TASK INSTRUCTIONS: Rescale only the records between the lines holding "Put a dot on the tree trunk" and "<point>331,202</point>", inclusive. Give every line again, requests included, with each answer point coordinate multiplied by 1.25 and rounded to a whole number (halves up), and leave the requests and their sample coordinates unchanged.

STORED RECORDS:
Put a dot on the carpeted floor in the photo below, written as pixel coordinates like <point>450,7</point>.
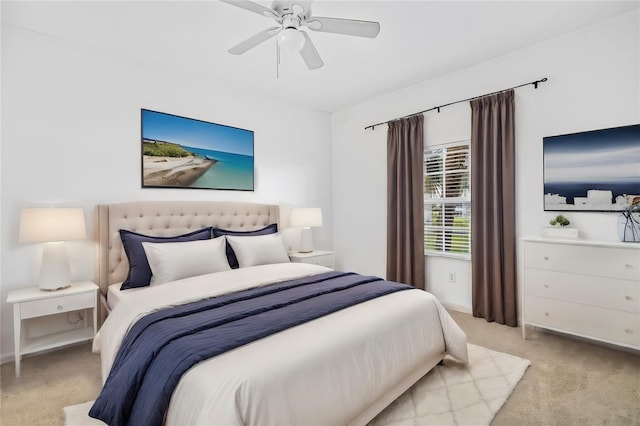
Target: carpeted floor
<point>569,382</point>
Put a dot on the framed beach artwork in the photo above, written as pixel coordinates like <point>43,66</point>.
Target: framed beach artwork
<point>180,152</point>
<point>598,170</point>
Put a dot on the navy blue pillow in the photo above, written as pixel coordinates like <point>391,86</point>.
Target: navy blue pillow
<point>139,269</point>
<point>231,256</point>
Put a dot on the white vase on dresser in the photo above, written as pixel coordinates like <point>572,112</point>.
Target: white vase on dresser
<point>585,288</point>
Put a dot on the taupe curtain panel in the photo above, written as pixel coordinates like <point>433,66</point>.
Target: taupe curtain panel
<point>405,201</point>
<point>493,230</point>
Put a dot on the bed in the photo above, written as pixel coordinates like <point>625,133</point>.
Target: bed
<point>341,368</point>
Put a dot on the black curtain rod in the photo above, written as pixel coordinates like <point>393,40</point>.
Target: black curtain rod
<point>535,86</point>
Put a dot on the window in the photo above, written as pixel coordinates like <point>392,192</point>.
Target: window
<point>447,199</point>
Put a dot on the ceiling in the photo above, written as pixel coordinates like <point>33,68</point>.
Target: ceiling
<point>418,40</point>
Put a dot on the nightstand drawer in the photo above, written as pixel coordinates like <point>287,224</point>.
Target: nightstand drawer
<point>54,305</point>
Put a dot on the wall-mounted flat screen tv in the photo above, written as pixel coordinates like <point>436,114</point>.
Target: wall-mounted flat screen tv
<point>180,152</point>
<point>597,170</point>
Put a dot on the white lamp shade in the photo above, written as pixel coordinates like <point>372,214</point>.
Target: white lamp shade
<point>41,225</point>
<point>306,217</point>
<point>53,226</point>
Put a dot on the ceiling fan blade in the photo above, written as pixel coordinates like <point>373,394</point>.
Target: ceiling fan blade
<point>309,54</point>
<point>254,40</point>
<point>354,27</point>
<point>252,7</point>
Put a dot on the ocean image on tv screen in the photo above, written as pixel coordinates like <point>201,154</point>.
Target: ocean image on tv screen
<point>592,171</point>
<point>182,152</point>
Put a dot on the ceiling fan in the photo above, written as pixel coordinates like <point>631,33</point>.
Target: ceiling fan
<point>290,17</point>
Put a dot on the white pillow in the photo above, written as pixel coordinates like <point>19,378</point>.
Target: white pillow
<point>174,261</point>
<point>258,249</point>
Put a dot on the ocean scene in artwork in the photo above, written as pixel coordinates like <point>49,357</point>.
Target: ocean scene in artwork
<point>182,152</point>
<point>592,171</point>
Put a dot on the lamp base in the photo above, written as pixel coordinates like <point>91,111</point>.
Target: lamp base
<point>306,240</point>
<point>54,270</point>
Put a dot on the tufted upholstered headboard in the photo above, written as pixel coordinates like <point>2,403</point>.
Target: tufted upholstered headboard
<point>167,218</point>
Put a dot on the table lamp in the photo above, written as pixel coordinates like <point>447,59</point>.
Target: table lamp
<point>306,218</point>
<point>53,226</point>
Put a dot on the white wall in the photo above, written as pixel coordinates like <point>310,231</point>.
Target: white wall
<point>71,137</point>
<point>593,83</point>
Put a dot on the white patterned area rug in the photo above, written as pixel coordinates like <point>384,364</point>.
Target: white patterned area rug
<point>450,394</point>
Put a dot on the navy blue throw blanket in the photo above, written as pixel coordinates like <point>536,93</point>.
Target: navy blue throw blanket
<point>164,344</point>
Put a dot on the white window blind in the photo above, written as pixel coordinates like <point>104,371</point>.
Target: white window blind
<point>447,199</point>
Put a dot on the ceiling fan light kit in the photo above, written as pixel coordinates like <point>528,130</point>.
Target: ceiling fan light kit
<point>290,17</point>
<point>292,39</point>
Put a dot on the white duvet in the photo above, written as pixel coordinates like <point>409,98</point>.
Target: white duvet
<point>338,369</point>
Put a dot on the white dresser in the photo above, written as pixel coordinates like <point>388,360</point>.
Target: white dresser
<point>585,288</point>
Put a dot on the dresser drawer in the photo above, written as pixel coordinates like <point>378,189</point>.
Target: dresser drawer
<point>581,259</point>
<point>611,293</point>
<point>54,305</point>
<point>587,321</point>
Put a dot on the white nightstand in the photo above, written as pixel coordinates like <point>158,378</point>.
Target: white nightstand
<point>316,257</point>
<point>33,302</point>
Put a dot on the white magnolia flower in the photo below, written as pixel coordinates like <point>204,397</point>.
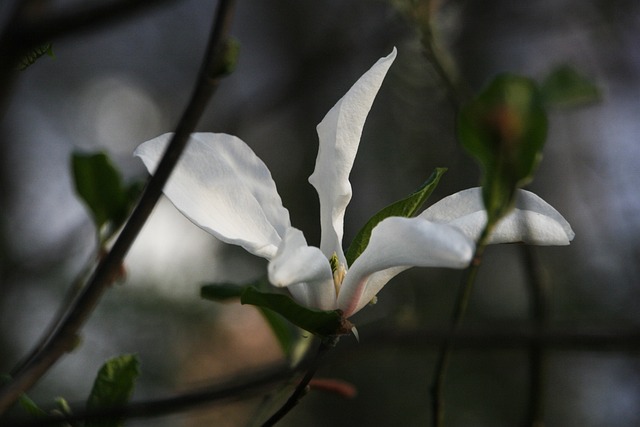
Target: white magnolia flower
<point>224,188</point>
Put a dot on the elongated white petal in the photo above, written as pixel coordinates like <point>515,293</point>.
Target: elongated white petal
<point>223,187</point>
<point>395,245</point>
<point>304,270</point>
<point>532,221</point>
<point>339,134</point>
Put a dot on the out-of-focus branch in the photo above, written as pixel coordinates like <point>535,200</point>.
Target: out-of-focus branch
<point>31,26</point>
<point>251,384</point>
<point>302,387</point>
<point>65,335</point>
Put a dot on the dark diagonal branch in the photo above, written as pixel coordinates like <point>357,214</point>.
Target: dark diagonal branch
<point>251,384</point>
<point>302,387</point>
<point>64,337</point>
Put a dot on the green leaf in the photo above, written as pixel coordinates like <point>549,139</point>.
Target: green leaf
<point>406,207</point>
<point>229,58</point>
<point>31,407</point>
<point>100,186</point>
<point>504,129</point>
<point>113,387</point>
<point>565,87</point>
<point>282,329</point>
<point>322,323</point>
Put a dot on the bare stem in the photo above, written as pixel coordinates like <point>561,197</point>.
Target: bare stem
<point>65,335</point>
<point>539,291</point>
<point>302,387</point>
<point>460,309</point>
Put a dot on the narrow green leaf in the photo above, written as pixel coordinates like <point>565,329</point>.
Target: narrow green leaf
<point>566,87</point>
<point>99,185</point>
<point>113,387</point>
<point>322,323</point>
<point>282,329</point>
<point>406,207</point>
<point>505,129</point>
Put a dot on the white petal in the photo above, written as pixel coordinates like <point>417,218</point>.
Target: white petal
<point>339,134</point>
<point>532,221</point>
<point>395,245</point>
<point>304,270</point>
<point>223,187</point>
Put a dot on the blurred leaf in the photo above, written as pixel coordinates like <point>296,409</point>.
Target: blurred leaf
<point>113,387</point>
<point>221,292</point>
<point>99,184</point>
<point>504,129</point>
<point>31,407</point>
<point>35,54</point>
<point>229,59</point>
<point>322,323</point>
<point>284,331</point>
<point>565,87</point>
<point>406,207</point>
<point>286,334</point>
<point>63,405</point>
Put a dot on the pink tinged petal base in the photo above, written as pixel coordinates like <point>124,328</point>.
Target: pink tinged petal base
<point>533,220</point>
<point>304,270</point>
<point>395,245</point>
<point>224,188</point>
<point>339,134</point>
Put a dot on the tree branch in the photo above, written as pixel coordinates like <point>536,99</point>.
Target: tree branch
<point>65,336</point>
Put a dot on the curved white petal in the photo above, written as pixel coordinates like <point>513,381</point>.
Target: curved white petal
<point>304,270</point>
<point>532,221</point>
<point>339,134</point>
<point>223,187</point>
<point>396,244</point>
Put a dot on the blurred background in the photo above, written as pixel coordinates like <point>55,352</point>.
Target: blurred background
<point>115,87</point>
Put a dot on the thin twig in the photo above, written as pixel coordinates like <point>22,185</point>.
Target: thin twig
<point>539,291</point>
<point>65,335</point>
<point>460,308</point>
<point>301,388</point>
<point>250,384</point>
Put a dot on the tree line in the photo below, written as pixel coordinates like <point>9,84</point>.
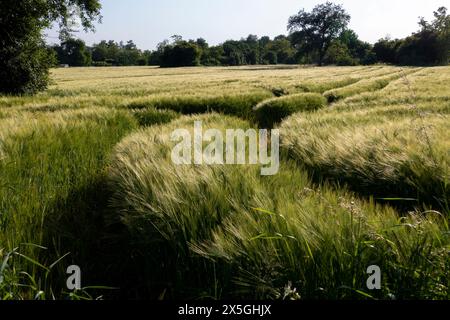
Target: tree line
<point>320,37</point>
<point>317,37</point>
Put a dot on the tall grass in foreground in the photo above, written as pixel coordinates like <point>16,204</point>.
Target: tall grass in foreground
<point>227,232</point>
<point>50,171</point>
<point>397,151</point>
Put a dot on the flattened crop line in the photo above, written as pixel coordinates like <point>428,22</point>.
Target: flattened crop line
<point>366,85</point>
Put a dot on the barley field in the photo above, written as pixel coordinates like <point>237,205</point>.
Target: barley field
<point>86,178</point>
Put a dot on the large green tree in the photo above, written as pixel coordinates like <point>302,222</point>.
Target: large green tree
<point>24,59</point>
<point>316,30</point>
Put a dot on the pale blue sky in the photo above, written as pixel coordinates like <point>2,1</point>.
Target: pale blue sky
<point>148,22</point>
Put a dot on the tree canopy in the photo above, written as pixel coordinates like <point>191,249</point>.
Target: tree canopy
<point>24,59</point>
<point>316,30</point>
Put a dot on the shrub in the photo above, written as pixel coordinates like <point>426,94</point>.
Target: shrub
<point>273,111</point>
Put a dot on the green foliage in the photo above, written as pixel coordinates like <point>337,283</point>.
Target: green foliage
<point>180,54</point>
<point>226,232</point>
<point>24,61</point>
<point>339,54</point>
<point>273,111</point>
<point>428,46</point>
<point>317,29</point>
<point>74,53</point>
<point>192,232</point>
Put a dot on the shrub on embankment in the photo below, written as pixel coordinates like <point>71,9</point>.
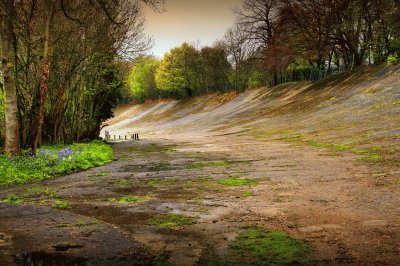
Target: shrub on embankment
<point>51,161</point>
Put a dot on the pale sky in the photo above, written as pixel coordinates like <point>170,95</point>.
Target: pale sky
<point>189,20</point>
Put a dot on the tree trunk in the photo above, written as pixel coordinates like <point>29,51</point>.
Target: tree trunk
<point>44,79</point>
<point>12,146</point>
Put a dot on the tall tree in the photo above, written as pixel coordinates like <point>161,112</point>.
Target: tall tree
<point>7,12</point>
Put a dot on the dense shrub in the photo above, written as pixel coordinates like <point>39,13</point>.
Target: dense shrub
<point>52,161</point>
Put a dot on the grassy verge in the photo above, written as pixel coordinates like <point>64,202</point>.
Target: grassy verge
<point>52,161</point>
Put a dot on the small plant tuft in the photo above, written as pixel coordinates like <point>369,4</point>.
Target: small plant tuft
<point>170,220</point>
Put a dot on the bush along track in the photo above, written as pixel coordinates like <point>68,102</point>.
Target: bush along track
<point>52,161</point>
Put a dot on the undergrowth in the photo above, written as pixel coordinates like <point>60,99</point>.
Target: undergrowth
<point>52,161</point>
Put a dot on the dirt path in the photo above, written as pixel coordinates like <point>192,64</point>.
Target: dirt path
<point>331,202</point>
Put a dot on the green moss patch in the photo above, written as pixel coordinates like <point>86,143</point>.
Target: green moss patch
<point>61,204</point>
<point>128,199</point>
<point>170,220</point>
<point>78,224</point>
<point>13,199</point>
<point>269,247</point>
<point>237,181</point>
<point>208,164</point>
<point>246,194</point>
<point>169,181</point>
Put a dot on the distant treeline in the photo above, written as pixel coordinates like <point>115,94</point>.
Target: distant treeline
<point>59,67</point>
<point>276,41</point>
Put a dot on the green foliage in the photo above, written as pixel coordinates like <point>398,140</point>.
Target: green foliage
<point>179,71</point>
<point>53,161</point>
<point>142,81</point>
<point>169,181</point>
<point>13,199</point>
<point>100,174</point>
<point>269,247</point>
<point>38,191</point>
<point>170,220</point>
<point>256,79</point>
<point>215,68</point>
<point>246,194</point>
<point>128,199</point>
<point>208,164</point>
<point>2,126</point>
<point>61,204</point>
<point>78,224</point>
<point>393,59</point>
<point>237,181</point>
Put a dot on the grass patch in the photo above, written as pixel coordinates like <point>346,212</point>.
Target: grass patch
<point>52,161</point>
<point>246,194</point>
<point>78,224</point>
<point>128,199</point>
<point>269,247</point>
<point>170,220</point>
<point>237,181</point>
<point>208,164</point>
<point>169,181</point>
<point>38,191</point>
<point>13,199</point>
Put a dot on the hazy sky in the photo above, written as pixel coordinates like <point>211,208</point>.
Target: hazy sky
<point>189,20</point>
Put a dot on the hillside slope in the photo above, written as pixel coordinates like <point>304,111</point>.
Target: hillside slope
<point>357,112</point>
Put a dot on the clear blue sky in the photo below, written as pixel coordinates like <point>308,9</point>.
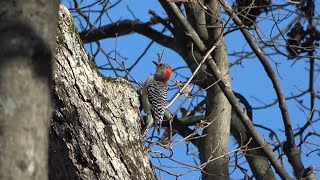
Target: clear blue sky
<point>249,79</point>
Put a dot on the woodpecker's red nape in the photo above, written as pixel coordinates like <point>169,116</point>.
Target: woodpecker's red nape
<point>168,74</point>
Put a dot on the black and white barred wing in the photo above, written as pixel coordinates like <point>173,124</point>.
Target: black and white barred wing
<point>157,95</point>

RESPONSE FOR THIS EXERCISE:
Put a dot on the tree trunk in the photo above, written as pixel coordinates like <point>29,51</point>.
Target: tree trunk
<point>55,99</point>
<point>15,183</point>
Put a dot on the tall tree in the photo above, written as pixel coordinates like <point>161,112</point>.
Target: tall tree
<point>9,15</point>
Put a dot on the dense shrub in the photo above, written as pixel coordinates like <point>39,13</point>.
Target: dense shrub
<point>65,201</point>
Put a dot on the grassy verge in the photo above, written as pixel coordinates like <point>64,202</point>.
Target: grassy verge
<point>65,201</point>
Put a dot on the small plant tuft in the photo above, written as pixel coordinates like <point>369,4</point>.
Target: small plant tuft
<point>213,275</point>
Put a dot on the bush along track in the photo above, written as pixel coordinates like <point>68,102</point>.
Target: bush along track
<point>65,201</point>
Put a dot on the undergrowth in the photo above, written as pixel coordinates like <point>60,99</point>.
Target: undergrowth
<point>65,201</point>
Put a dot on the dirt path in the photo above, written as pixel coordinates like <point>192,64</point>.
Target: dirt path
<point>414,253</point>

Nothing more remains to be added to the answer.